Collect every line in the items below that contains the word "house", and copy each of those lines in full.

(Pointing records)
********************
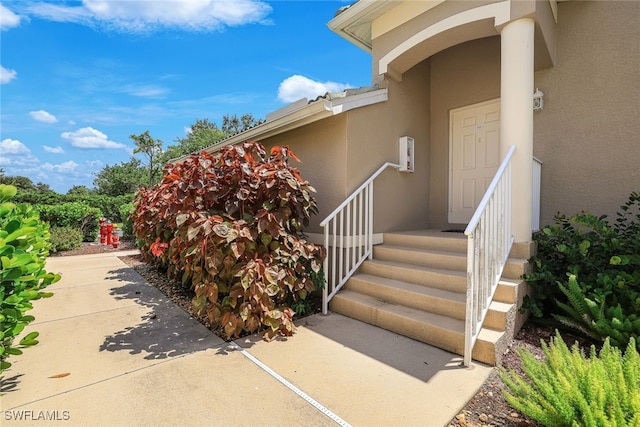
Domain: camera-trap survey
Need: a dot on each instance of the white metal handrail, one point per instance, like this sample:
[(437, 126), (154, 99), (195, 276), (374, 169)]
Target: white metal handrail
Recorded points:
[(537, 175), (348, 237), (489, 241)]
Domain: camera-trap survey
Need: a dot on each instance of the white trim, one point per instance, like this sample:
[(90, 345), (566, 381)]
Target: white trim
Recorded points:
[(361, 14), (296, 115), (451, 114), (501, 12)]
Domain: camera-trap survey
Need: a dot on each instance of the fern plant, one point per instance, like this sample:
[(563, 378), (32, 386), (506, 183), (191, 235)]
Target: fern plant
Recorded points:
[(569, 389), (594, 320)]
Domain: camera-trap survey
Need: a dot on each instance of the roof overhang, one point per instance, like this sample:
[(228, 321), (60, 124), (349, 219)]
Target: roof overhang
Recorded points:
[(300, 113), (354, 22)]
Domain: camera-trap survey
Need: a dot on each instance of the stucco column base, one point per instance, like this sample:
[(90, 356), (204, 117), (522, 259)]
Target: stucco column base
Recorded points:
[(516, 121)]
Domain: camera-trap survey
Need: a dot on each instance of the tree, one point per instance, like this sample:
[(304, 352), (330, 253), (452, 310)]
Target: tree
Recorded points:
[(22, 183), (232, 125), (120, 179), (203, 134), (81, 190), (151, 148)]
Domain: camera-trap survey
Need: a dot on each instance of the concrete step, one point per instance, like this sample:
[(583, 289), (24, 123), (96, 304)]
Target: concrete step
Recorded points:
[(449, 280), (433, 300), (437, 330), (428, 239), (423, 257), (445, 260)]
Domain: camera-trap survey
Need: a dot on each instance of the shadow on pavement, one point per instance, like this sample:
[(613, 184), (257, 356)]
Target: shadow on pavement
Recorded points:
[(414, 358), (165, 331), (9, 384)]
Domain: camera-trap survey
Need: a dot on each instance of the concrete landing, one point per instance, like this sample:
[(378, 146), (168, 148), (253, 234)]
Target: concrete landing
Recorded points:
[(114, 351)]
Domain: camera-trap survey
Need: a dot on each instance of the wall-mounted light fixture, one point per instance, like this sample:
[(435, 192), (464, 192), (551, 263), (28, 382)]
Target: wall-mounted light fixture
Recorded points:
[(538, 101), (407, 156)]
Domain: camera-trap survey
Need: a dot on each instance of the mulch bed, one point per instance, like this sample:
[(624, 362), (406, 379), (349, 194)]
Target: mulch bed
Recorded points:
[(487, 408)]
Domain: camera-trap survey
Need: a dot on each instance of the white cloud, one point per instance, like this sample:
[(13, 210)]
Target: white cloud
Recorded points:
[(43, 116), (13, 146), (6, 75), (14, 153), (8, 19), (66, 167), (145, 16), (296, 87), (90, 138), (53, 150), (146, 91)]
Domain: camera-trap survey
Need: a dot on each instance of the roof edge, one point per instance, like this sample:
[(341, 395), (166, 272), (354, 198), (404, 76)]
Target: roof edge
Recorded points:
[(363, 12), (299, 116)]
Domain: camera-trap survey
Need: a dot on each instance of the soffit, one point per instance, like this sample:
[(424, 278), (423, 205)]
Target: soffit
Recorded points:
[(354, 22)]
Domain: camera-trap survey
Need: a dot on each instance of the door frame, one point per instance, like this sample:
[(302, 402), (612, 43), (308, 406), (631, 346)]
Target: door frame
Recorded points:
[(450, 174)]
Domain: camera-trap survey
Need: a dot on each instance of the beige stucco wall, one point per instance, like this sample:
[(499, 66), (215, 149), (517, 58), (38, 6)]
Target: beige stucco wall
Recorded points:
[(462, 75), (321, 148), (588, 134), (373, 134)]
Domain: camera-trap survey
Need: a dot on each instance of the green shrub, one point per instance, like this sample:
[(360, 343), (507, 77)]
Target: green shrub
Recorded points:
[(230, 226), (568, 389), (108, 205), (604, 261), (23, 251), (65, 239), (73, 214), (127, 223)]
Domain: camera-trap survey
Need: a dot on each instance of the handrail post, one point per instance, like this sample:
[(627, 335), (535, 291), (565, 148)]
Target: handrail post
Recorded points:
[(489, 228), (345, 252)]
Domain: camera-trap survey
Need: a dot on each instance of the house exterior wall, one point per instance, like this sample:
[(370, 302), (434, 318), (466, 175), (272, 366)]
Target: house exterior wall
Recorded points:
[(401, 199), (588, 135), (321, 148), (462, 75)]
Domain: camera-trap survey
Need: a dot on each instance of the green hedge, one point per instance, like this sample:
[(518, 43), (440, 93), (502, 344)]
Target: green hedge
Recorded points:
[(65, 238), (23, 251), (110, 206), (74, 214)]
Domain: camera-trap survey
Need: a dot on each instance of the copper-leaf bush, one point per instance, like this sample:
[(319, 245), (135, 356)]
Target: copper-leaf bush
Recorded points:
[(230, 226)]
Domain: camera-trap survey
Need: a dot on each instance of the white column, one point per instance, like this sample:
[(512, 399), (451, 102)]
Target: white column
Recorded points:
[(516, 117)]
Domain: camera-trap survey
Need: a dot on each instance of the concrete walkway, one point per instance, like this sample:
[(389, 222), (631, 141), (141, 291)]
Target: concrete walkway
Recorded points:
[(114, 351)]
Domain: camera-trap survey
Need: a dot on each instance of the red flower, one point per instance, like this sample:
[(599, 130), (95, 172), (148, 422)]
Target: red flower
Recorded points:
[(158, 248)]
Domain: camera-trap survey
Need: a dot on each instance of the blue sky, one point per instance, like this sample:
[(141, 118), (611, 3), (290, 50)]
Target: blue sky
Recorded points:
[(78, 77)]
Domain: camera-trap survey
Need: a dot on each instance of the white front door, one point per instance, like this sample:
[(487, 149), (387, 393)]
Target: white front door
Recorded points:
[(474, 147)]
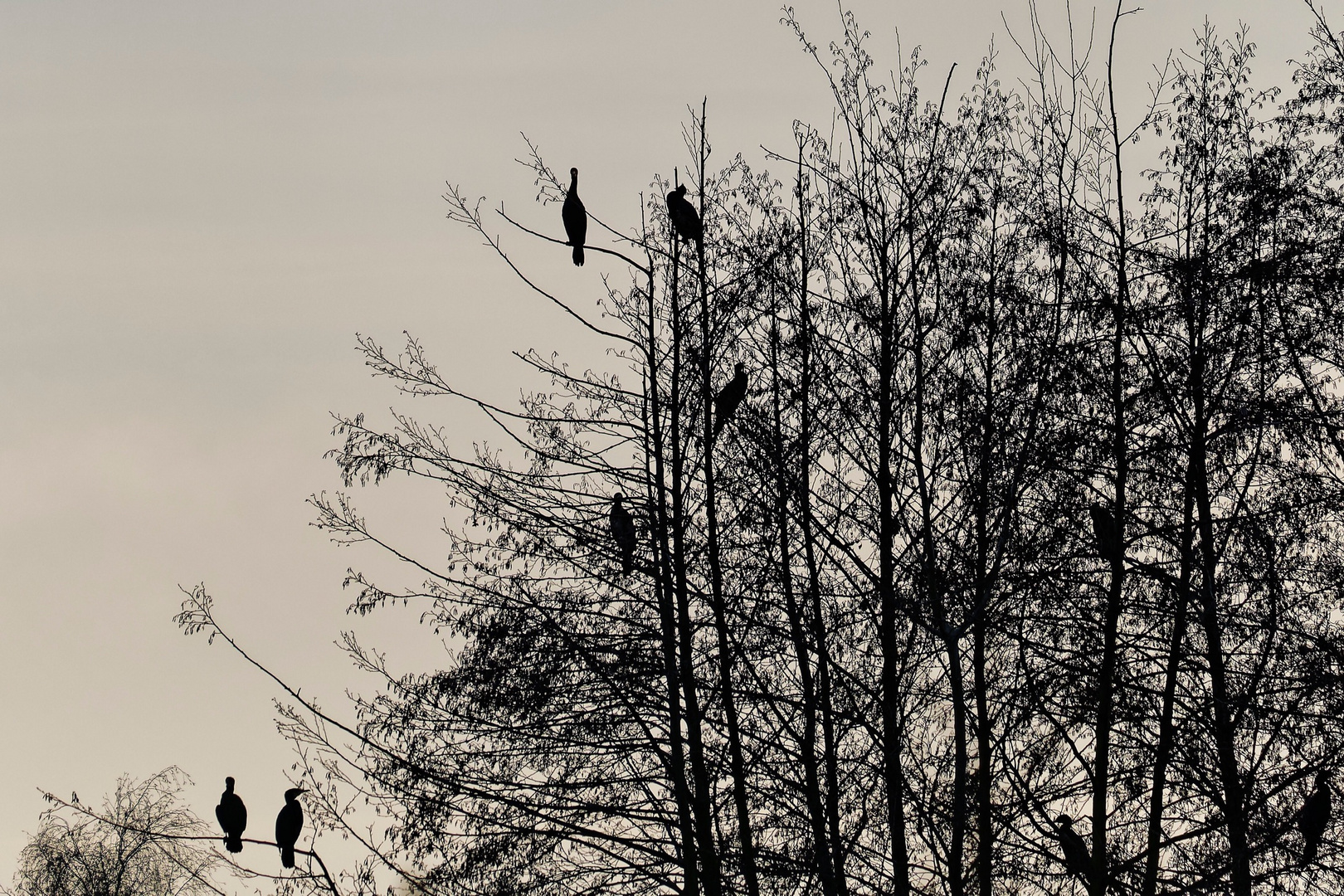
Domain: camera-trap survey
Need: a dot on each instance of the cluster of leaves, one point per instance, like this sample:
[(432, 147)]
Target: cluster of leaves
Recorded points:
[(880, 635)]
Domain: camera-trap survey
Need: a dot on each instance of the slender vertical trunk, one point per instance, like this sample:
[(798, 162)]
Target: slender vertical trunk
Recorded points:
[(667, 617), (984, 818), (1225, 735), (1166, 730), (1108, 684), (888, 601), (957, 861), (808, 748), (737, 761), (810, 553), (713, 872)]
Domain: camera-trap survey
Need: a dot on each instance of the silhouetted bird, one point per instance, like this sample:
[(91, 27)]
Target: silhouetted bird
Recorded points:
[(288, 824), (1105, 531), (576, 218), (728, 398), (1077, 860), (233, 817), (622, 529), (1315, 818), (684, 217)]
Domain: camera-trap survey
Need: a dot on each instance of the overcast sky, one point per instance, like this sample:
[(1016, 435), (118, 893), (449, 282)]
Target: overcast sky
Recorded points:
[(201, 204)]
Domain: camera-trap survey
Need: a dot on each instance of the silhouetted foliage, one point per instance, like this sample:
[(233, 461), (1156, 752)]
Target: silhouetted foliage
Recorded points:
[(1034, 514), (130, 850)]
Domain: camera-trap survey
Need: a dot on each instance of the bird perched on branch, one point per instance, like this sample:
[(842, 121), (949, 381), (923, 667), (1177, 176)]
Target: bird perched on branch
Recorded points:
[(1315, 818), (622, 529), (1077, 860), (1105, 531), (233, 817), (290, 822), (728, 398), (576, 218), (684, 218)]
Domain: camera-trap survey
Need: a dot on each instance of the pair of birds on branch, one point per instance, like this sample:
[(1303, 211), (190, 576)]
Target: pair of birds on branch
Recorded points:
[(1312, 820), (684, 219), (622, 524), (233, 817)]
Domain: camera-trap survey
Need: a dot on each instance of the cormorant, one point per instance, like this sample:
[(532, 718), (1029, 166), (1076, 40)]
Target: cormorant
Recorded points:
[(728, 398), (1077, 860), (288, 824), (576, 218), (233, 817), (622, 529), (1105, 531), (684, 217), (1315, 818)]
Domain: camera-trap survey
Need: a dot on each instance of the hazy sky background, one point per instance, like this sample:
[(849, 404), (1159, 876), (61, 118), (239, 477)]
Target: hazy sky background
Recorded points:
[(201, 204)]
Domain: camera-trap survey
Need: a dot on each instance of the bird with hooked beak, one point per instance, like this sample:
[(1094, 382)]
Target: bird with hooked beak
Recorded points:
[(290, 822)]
********************
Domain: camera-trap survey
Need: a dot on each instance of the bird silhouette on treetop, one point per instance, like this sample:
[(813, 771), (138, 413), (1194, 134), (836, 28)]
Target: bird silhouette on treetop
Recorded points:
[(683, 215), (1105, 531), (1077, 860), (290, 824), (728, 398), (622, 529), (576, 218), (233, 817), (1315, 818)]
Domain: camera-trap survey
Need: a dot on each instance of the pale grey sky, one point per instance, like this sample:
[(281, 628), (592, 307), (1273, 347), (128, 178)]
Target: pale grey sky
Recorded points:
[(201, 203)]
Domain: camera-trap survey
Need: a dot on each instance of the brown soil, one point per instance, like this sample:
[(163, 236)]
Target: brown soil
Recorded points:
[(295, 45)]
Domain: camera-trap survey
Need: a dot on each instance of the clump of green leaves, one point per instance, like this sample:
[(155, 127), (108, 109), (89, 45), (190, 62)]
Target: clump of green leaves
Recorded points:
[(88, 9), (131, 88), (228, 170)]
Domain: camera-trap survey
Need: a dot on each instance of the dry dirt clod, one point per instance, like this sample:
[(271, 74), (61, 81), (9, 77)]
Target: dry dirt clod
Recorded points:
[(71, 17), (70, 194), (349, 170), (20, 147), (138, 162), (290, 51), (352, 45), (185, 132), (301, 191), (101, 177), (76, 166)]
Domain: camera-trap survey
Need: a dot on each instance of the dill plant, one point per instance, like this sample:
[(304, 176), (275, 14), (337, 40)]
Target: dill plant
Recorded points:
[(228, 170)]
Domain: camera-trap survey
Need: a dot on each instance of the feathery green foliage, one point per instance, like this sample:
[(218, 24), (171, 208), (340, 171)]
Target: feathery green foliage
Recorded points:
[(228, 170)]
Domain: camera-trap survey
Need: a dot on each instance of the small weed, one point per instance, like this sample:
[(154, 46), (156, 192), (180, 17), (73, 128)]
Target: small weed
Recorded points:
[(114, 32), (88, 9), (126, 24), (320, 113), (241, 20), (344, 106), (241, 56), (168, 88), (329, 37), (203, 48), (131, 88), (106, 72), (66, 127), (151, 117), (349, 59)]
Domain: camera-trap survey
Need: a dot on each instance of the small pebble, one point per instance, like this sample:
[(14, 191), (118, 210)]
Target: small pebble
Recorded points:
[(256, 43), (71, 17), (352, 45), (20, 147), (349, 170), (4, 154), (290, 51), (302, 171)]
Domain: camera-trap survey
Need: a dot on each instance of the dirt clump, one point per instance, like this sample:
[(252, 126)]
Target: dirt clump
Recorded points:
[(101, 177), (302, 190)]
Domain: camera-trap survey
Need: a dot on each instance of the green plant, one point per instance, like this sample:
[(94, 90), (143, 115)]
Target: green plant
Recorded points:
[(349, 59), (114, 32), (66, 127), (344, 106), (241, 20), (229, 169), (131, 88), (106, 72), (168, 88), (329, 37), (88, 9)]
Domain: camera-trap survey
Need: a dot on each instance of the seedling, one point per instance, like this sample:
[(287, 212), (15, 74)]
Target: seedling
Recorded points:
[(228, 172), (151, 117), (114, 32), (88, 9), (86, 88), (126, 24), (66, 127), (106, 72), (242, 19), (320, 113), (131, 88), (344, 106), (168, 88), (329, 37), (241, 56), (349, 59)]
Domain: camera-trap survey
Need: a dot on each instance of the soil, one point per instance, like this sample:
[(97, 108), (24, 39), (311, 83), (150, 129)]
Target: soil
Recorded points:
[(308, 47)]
********************
*CORRECT RESPONSE*:
Need: a dot on each instance of the house exterior wall, one point per instance, like this sample:
Target: house exterior wall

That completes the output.